ASSIGNMENT
Copy each line in the data below that contains the word "woman".
(RECORDED INFORMATION begins)
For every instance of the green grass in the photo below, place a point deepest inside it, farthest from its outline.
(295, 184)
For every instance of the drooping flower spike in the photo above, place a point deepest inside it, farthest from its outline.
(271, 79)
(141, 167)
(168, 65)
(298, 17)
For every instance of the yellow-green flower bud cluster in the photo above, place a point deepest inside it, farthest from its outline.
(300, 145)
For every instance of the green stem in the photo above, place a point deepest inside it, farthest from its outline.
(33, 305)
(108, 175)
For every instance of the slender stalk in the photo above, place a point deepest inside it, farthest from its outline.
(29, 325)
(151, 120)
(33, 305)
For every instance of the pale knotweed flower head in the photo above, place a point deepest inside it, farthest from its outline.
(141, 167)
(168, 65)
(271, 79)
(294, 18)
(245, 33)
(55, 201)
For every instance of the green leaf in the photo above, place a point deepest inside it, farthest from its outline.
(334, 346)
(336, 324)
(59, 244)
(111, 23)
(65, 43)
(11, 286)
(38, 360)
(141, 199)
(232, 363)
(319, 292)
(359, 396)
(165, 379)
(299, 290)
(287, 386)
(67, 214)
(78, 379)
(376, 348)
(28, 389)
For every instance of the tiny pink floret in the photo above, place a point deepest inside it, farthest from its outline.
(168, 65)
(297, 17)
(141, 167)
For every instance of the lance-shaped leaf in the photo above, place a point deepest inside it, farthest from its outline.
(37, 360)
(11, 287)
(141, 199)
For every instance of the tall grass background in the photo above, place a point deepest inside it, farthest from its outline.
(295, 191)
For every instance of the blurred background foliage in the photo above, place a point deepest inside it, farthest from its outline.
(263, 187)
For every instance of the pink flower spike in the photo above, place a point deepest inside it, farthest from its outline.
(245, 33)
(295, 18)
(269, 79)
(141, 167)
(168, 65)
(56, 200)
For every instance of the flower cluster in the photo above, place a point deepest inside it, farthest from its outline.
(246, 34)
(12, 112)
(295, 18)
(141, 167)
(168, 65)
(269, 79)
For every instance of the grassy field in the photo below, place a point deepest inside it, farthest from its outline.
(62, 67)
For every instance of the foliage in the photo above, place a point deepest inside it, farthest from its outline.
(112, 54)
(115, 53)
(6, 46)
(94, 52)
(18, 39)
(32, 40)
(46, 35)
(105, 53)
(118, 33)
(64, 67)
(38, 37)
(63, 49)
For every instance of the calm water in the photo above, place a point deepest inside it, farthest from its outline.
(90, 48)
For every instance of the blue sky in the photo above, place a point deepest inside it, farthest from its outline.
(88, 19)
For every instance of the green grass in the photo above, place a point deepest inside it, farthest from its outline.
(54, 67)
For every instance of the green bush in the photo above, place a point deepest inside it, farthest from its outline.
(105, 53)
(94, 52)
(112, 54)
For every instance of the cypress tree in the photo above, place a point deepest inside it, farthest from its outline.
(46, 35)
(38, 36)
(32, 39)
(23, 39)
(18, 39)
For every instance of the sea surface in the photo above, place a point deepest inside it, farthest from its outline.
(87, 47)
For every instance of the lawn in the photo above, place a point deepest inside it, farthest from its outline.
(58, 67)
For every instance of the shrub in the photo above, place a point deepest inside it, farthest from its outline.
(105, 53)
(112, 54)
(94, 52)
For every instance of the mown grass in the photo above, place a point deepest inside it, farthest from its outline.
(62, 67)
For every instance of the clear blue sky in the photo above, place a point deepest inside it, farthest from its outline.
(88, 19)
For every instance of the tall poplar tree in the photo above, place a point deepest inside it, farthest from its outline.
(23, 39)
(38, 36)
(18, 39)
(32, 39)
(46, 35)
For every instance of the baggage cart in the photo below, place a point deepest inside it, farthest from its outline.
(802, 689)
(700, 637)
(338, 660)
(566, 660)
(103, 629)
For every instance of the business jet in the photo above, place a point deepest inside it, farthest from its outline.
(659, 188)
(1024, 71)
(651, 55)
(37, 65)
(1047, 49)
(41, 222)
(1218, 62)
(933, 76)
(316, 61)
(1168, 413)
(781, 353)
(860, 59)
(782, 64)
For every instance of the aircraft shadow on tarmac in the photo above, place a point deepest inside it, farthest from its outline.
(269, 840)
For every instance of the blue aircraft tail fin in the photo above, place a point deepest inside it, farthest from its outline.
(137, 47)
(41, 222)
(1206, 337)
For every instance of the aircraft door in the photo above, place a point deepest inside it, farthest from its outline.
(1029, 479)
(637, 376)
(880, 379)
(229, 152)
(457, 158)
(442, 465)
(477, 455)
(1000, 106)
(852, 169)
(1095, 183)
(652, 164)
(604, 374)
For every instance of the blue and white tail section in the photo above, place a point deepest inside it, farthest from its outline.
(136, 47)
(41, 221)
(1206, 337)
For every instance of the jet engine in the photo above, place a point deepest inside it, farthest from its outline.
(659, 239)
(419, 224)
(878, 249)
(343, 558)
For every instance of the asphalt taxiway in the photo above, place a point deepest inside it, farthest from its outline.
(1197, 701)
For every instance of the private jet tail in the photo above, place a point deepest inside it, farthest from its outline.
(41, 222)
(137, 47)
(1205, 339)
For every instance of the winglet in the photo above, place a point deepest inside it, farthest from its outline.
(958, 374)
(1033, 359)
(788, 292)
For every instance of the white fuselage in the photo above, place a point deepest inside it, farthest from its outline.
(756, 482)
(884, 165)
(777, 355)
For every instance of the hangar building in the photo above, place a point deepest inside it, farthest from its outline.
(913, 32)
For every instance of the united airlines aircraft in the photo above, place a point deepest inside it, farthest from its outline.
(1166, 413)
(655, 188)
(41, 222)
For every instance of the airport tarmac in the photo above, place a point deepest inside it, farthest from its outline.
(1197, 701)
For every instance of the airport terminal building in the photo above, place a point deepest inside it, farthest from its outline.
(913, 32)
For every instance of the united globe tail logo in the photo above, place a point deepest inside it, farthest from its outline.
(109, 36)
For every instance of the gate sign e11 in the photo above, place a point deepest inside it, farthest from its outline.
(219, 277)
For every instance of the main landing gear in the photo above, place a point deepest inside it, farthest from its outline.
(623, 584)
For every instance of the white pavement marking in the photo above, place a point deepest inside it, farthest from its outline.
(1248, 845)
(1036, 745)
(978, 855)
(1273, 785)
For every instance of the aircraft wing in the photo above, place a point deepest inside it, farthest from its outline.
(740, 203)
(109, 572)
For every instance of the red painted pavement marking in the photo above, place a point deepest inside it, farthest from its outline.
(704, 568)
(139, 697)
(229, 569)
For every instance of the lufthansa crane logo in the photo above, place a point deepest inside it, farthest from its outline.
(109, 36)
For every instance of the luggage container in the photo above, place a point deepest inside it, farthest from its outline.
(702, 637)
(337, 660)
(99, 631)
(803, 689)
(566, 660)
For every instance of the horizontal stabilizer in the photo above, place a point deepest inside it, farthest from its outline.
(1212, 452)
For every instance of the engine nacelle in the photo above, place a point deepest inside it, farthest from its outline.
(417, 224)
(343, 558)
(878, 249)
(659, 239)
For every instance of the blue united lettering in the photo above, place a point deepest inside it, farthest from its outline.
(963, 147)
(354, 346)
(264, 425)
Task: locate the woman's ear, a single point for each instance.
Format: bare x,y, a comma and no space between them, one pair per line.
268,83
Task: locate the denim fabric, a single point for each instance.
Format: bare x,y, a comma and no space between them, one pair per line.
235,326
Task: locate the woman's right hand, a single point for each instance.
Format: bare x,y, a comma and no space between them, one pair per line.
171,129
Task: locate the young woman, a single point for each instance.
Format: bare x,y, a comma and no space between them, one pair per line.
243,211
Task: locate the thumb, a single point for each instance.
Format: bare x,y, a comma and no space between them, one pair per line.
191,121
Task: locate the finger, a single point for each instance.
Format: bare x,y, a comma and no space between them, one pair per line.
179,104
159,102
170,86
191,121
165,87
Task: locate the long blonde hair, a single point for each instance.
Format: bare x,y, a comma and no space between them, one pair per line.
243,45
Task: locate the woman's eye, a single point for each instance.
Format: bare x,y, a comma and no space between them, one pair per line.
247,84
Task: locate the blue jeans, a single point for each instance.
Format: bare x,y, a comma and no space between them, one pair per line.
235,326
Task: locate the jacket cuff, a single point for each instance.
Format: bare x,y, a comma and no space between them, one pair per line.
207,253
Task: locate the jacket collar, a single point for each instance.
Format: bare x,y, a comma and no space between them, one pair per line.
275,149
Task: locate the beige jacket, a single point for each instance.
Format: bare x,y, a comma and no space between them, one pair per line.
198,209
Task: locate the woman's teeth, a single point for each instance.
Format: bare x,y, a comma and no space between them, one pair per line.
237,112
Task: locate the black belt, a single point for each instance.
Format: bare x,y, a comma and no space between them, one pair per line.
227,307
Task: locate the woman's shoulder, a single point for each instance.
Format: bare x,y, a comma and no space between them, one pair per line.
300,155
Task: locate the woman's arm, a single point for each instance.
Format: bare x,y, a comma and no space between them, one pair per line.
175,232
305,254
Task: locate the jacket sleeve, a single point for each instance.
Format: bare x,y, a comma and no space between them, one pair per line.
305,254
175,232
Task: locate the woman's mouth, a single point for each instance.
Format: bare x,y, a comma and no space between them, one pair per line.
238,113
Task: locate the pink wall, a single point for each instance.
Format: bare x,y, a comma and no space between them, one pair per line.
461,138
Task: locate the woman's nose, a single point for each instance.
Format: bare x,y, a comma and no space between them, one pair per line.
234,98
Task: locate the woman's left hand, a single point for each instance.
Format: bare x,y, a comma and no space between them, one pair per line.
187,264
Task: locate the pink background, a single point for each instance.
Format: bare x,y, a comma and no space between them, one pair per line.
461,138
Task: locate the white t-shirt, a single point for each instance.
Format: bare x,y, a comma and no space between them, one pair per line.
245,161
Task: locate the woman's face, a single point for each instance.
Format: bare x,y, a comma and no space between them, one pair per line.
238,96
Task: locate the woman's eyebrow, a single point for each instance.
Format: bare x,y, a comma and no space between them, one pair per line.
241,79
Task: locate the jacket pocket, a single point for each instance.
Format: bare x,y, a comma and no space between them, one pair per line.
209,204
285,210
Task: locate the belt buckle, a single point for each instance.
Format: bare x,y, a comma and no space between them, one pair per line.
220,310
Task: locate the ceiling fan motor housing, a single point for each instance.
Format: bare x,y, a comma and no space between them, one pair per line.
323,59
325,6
(RECORDED INFORMATION ends)
ANSWER FOR THE TASK
Task: locate the woman's ear, a single point for each instance.
Task: locate the woman's right hand, a single point for each instance.
Task: locate the young woman, a single point for each instance.
Task: locate the woman's eye, a single point for each instance.
Task: locate the woman's teeth, a single point for each instance.
Task: locate the woman's shoulder, a single point for each instance.
Task: locate the woman's arm, a single point for each instance.
Task: locate the woman's mouth, a single point for each instance.
Task: locate the woman's nose, a single point for each instance.
Task: locate the woman's left hand, a single point for each instance.
Task: locate the woman's face, a single point for each instance.
Task: locate the woman's eyebrow, a single point for each instance.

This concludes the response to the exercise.